**What the task requires:**
From the line holding "Target: dark trousers" to the final line below, restate each line word for word and add nothing.

**Region pointing data:**
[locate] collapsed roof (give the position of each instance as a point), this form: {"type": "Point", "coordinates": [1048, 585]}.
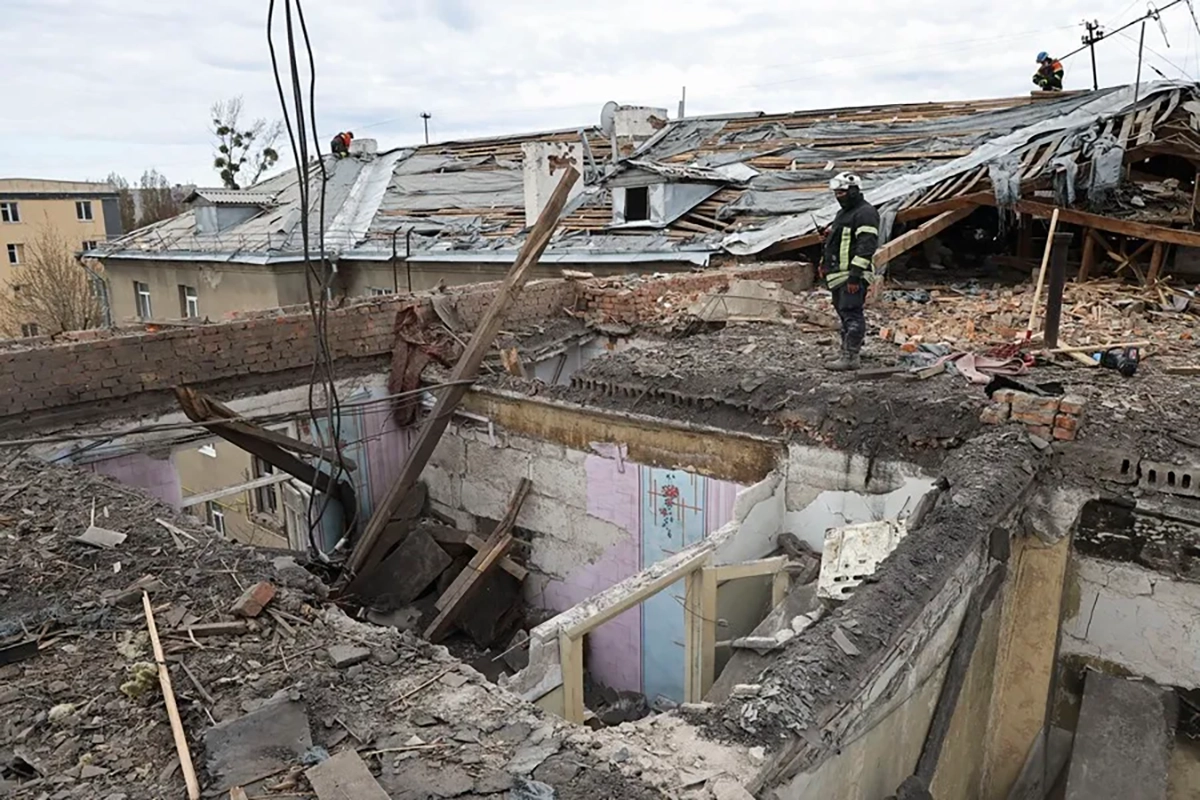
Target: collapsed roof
{"type": "Point", "coordinates": [757, 182]}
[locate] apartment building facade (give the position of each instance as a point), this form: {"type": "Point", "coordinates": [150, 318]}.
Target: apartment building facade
{"type": "Point", "coordinates": [79, 215]}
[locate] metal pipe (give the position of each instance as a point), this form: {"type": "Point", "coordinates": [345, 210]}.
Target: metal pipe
{"type": "Point", "coordinates": [1055, 289]}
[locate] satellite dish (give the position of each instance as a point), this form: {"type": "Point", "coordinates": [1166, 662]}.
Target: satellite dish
{"type": "Point", "coordinates": [607, 115]}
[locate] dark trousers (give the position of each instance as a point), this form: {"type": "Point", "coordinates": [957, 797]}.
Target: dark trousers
{"type": "Point", "coordinates": [849, 299]}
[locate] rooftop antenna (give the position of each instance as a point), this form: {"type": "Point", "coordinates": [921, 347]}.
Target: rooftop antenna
{"type": "Point", "coordinates": [1093, 35]}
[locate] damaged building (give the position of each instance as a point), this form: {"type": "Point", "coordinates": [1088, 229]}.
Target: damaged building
{"type": "Point", "coordinates": [681, 559]}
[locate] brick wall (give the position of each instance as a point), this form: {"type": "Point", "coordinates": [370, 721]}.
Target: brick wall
{"type": "Point", "coordinates": [635, 299]}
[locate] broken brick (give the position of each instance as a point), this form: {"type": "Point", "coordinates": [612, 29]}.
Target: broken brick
{"type": "Point", "coordinates": [1063, 434]}
{"type": "Point", "coordinates": [1067, 422]}
{"type": "Point", "coordinates": [994, 414]}
{"type": "Point", "coordinates": [1072, 404]}
{"type": "Point", "coordinates": [1035, 417]}
{"type": "Point", "coordinates": [253, 600]}
{"type": "Point", "coordinates": [1035, 403]}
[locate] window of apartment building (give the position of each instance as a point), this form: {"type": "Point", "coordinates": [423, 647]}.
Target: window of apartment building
{"type": "Point", "coordinates": [142, 299]}
{"type": "Point", "coordinates": [637, 204]}
{"type": "Point", "coordinates": [189, 302]}
{"type": "Point", "coordinates": [215, 516]}
{"type": "Point", "coordinates": [267, 498]}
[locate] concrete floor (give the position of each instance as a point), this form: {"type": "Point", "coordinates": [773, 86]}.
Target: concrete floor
{"type": "Point", "coordinates": [1185, 779]}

**Solution for this task:**
Target: dark trousers
{"type": "Point", "coordinates": [849, 299]}
[locate] rooftop antenna (give the position of each instance as a point), this form: {"type": "Point", "coordinates": [921, 347]}.
Target: rooftop antenna
{"type": "Point", "coordinates": [1093, 35]}
[locate] damaged building (give the position of each instance as a point), this form: {"type": "Point", "coordinates": [1088, 229]}.
Target: damaged building
{"type": "Point", "coordinates": [681, 559]}
[locate] brick wall (give the position of each instance as a point), this form: {"type": "Point", "coordinates": [370, 721]}.
Target: brick wall
{"type": "Point", "coordinates": [635, 299]}
[locate] broken brick (give the position of each instance as a point), this form: {"type": "Point", "coordinates": [612, 29]}.
Target: broken brick
{"type": "Point", "coordinates": [1063, 434]}
{"type": "Point", "coordinates": [1067, 422]}
{"type": "Point", "coordinates": [994, 414]}
{"type": "Point", "coordinates": [1072, 404]}
{"type": "Point", "coordinates": [1035, 417]}
{"type": "Point", "coordinates": [253, 600]}
{"type": "Point", "coordinates": [1035, 403]}
[locate] window of apartment building (give the position of each instance as a point), this form: {"type": "Point", "coordinates": [423, 647]}.
Target: window of apartment building
{"type": "Point", "coordinates": [142, 299]}
{"type": "Point", "coordinates": [637, 204]}
{"type": "Point", "coordinates": [189, 302]}
{"type": "Point", "coordinates": [215, 516]}
{"type": "Point", "coordinates": [267, 498]}
[locate] concrete floor (give the position of each instance as a point), this form: {"type": "Point", "coordinates": [773, 86]}.
Target: concrete floor
{"type": "Point", "coordinates": [1185, 779]}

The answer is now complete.